EXERCISE TEXT:
DweshaMukt : A Multilingual BERT-Based Framework for Robust Online Hate Speech Detection

DweshaMukt Logo.png

Project Introduction 🛡️

Abstract

In today’s digital landscape, hate speech is an escalating concern, often fueling division and unrest across communities. DweshaMukt is an Advanced Multilingual and Multimodal Hate Speech Detection System designed to counteract this issue by harnessing the power of Bidirectional Encoder Representations from Transformers (BERT) alongside cutting-edge Deep Learning and Natural Language Processing (NLP) techniques.

Our system tackles a unique challenge: detecting hate speech within Hinglish—a dynamic blend of Hindi and English—while also supporting Hindi and English languages individually. DweshaMukt leverages a pre-trained BERT model, specially optimized for real-time scenarios, offering robust analysis across a range of media. Its Multilingual and Multimodal architecture enables Hate Speech Detection across diverse content types: Text, Audios, Images, Videos, GIFs, and YouTube Comments.

With an accuracy of 88%, DweshaMukt stands as a promising solution for real-world hate speech detection applications, bridging language and media barriers to ensure safer, more inclusive online spaces.

RECORDS PROVIDED:
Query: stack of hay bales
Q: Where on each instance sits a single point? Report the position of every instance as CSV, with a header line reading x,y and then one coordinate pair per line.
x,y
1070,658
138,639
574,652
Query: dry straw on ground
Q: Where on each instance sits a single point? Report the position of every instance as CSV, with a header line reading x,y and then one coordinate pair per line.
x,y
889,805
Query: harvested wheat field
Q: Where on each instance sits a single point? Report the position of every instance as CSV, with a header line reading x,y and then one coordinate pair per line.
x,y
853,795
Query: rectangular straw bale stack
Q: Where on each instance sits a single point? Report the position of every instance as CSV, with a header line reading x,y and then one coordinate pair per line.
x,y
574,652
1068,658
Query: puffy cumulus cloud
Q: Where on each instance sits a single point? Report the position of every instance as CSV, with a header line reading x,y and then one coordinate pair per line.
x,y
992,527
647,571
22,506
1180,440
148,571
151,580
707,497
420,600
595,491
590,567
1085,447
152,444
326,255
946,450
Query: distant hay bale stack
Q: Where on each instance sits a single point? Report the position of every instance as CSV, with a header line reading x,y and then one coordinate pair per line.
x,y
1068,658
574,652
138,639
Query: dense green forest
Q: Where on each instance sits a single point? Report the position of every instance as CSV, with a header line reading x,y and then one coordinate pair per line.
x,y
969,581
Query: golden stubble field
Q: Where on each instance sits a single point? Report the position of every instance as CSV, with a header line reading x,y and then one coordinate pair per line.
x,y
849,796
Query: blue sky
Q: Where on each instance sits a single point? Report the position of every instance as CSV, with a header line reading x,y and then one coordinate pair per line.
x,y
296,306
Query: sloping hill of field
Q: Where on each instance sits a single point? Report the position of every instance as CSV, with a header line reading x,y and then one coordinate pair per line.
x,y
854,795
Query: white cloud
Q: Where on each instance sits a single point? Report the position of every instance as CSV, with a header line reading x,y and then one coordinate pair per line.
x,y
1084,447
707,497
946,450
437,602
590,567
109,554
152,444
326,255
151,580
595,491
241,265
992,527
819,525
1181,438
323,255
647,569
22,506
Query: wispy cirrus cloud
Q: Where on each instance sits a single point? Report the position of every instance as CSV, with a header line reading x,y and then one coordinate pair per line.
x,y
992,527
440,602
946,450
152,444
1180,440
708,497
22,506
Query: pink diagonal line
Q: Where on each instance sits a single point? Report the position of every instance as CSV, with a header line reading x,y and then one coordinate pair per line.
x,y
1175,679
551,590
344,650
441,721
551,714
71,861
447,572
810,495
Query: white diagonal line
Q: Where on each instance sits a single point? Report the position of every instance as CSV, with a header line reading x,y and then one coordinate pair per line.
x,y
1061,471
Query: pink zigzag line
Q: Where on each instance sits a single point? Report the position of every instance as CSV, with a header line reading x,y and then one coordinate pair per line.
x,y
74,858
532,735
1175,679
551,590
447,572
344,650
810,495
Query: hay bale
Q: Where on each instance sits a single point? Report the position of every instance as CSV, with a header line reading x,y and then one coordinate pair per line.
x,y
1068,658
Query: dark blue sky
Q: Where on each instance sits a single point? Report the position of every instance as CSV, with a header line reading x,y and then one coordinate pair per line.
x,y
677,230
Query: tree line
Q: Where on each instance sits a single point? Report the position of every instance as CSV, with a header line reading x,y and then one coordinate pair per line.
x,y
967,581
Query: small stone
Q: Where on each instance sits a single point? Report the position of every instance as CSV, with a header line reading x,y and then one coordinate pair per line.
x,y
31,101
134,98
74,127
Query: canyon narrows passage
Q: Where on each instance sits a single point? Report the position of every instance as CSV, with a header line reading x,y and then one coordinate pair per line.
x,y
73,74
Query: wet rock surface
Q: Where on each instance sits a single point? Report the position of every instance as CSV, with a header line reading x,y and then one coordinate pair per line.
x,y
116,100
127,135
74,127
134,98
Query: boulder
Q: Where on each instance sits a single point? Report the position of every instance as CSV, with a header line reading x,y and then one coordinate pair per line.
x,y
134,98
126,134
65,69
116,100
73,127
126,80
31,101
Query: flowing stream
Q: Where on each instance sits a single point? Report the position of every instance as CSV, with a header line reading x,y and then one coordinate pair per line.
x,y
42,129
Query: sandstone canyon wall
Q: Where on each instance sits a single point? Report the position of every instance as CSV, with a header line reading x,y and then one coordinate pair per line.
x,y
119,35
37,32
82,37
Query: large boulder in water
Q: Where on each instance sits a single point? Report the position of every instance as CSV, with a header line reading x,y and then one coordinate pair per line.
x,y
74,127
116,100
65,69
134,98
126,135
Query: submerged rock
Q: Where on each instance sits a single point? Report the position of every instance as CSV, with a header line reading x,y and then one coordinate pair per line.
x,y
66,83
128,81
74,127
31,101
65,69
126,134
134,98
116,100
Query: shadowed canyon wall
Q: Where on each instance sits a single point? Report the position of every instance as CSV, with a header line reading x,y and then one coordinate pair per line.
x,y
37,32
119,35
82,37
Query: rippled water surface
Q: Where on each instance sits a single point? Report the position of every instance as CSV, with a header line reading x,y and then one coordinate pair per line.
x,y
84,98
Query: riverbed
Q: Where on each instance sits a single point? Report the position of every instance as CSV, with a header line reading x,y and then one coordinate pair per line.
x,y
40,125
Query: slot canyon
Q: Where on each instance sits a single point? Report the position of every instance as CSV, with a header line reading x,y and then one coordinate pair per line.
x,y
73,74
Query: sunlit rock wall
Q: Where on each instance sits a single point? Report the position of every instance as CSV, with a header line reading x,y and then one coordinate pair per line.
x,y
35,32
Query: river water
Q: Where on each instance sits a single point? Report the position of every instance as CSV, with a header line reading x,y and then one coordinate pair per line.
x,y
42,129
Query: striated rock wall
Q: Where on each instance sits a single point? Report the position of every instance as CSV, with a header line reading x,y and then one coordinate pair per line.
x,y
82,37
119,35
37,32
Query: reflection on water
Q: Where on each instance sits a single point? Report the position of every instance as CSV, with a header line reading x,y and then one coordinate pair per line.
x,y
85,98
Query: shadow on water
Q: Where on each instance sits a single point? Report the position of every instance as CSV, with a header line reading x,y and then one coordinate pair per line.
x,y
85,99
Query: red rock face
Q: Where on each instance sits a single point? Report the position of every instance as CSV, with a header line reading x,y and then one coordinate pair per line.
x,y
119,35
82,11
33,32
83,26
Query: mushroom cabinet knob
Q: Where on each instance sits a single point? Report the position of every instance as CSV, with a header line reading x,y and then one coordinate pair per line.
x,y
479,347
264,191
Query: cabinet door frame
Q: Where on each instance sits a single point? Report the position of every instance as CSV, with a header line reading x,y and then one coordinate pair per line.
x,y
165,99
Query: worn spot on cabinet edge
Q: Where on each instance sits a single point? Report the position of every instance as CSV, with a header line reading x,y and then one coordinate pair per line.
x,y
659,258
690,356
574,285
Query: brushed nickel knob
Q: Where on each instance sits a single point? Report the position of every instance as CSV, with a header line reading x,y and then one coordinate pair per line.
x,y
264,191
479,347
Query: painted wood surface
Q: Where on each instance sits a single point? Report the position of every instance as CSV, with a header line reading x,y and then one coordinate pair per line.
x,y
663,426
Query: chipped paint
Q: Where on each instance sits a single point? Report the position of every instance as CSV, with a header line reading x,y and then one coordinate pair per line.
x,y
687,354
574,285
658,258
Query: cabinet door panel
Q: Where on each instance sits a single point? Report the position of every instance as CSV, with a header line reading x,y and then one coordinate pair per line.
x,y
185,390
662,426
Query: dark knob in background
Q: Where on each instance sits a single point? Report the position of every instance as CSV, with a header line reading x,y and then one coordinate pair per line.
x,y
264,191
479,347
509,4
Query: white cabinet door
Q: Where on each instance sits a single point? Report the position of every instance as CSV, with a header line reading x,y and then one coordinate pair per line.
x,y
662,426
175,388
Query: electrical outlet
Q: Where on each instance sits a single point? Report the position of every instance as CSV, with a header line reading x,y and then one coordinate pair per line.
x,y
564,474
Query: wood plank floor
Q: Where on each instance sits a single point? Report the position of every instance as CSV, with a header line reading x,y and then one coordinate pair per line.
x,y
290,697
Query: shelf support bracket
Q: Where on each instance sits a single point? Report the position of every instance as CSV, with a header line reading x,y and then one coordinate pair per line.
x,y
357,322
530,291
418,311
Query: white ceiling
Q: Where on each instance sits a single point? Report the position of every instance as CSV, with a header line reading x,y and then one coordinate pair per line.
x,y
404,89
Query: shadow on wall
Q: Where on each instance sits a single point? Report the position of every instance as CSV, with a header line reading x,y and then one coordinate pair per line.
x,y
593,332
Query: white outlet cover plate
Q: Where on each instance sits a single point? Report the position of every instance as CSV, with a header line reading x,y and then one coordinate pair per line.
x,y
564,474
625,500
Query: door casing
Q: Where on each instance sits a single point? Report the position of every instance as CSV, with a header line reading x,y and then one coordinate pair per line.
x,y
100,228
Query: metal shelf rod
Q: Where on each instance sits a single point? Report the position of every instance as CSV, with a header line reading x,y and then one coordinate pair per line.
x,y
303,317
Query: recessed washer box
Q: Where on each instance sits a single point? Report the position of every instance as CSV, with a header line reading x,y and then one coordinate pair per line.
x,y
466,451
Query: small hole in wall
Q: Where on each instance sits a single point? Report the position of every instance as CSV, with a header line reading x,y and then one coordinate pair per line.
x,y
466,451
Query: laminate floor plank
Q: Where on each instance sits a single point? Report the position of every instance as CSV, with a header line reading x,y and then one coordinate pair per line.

PROMPT A:
Answer these questions using the DweshaMukt text:
(i) What does the abbreviation BERT stand for?
(ii) Which two languages blend to form Hinglish?
(iii) What accuracy does DweshaMukt achieve?
PROMPT B:
Copy the stretch of the DweshaMukt text from "With an accuracy" through "inclusive online spaces.".
PROMPT C:
Please carry on the DweshaMukt text from the point where it stops.

FINAL ANSWER A:
(i) Bidirectional Encoder Representations from Transformers
(ii) Hindi and English
(iii) 88%

FINAL ANSWER B:
With an accuracy of 88%, DweshaMukt stands as a promising solution for real-world hate speech detection applications, bridging language and media barriers to ensure safer, more inclusive online spaces.

FINAL ANSWER C:
Index Terms: Hate Speech Detection, BERT, Deep Learning, Natural Language Processing, Multilingual, Multimodal, Hinglish, Real-Time Analysis

Project Timeline

Start Date: 15th February 2023
End Date: 12th December 2024
Total Time Required: 1 Year, 9 Months, and 28 Days

Team Members

Team Members	GitHub Profile	LinkedIn Profile
Yash Suhas Shukla	GitHub	LinkedIn
Tanmay Dnyaneshwar Nigade	GitHub	LinkedIn
Suyash Vikas Khodade	GitHub	LinkedIn
Prathamesh Dilip Pimpalkar	GitHub	LinkedIn

Project Guide

Guide	Gmail
Prof. Rajkumar Panchal	rajkumar.panchal@vpkbiet.org

Completing this project was indeed a challenging task, and we deeply appreciate Prof. Rajkumar Panchal Sir for being our mentor. He guided us through every phase of the project, and his support was invaluable.

Related Work ⚒️

Hate speech detection has become a critical area of research in recent years, driven by the proliferation of social media platforms where users frequently engage in discussions that transcend linguistic boundaries. This has created unique challenges, particularly in detecting hate speech within code-switched and multilingual contexts. Numerous studies have tackled this issue by employing advanced machine learning and deep learning techniques, striving to enhance the accuracy and robustness of hate speech classifiers. This section highlights significant contributions in this field, with a focus on methodologies and outcomes that address the complexities of hate speech detection in mixed-language data.

Project Related Work.png

Methodology ✨

Input:

Our model processes multiple media types for hate speech detection:

Text: Hinglish (Hindi + English) comments, reviews, and posts.
Emoticons: Graphical icons indicating sentiments or hate speech.
Images/GIFs: Detected hate symbols using Google Vision API for OCR.
Audio/Video: Transcriptions analyzed using Google Video Intelligence API.
YouTube Comments: Both live and non-live comments analyzed.

Text Preprocessing:

Data Loading: Read CSV datasets into a pandas DataFrame.
Data Splitting: 70-30 split for training and testing.
Label Encoding: Convert labels to numerical values.
Handle Missing Values: Fill or remove null entries.
Text Normalization: Convert text to lowercase for consistency.

Text Tokenization with BERT:

Tokenization: Break text into subwords using BERT tokenizer.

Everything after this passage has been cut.